_Task objective_
Restate the part of the Christmas essay that opens with the words "For the past" and closes with "off Christmas Break!", putting "niece" in place of "nephew".

_Extract to read_
-----
Christmas has always been my favorite part of the year. I get to go home after always a miserable finals week and finally get to relax. But that’s not my favorite part.
For the past handful of years, my dad’s side of my family has taken my oldest nephew to Santa’s Village and it’s purely magical with the snow, and all the Christmas lights. Don’t even get me started on the light show they do when it starts to get dark. Seeing the smile on my family, and especially my nephew’s face brings tears to my eyes because it really feels magical. Like Christmas. It’s the perfect way to kick off Christmas Break!
Last year, my world turned upside down in the fall of my first semester at the University of Maine. My Mimi, my best friend, and inspiration was diagnosed with stage four colon cancer. It felt like my world shattered and I was walking on broken eggshells. I mean, we all were. Last Christmas I didn’t know how long I had with my Mimi, we were going to try out some treatment plans, and try to kick Cancer’s ass for as long as we could.
I grew up in a huge family. I have cousins all in the same age group, besides my two youngest cousins and we always celebrate the holidays together on my mom’s side. Christmas is the biggest one we celebrate and writing this article I smile because I am so blessed to have the family that I have.
On Christmas Eve we go to my family’s church, where my Mimi was a deacon and we always take up almost two church pews. (I told you, there was a ton of us.) We sing all the Christmas songs out of the dusty old pews and sing Silent Night with candles in our hands, and that’s the only light that fills the church. And it just makes my heart sing and brings tears to my eyes. (I'm an emotional person, okay.) It’s the little things, but last Christmas I really realized what Christmas was about.
I grew up in a religious family, and of course, Christmas for us was about when Jesus was born. Yet Christmas for me is also about the Italian subs after the Christmas service, waiting for my aunt and uncle to show up because they are late to everything, and sitting on the floor fighting over the order of who opens their Christmas presents first.
It isn’t even about what you get for Christmas, how many presents you get, or who they are from. Christmas for me is spending time with my family every chance I get because I don’t know how much longer I will have with them, and especially my Mimi and Boppa.
These Christmas traditions are traditions I know I’m going to carry down with my children, once I have my own family someday. Even if I move far away and can’t come home for Christmas, I still want part of my family there. I know I won’t have my family around forever, that’s not how the world works. So, this Christmas, I am going to remember what Christmas really is about.
This holiday season hold your families close, and remember what the true season is about.
-----
_Dataset entries_
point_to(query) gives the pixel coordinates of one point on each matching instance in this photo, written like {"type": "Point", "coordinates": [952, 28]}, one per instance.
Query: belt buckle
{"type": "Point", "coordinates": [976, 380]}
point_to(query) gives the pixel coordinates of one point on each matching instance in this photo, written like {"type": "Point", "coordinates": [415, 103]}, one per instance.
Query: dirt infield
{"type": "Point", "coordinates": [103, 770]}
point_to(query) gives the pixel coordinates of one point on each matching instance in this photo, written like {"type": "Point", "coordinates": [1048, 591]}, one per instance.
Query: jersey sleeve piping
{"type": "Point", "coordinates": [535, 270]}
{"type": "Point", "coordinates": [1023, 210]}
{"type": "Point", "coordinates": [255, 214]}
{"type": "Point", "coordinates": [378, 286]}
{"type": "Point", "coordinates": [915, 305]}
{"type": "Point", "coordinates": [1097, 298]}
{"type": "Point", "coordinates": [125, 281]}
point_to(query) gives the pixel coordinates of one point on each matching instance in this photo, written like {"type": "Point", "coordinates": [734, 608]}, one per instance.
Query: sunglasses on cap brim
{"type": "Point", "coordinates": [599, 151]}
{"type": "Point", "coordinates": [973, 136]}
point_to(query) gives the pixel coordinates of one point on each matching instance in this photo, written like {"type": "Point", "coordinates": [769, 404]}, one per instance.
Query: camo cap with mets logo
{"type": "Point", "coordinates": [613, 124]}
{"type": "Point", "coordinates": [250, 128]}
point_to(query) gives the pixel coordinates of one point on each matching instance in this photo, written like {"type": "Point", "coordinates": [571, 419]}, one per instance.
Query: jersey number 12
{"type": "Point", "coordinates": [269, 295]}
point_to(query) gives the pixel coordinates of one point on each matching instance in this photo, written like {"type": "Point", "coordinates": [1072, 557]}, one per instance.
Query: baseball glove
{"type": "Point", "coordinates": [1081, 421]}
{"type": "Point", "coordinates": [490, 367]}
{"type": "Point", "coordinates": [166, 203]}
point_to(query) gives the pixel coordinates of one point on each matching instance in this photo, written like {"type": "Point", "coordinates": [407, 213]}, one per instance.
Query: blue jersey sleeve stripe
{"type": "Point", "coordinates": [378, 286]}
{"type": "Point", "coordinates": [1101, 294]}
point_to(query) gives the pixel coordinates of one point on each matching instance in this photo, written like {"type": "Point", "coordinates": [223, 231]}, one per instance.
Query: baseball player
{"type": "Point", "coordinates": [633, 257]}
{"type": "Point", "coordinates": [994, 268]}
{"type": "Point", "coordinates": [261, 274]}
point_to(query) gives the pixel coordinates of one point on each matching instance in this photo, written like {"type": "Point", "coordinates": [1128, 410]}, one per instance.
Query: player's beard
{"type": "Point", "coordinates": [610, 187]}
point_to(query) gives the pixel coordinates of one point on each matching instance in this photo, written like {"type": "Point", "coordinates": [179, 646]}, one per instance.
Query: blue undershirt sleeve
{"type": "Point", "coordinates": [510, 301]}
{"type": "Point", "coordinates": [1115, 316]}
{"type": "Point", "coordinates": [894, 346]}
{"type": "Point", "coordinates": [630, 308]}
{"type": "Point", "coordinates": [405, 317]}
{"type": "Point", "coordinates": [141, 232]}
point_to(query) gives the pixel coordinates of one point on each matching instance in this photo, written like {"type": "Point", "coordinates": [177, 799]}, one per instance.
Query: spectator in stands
-----
_Solution_
For the past handful of years, my dad’s side of my family has taken my oldest niece to Santa’s Village and it’s purely magical with the snow, and all the Christmas lights. Don’t even get me started on the light show they do when it starts to get dark. Seeing the smile on my family, and especially my niece’s face brings tears to my eyes because it really feels magical. Like Christmas. It’s the perfect way to kick off Christmas Break!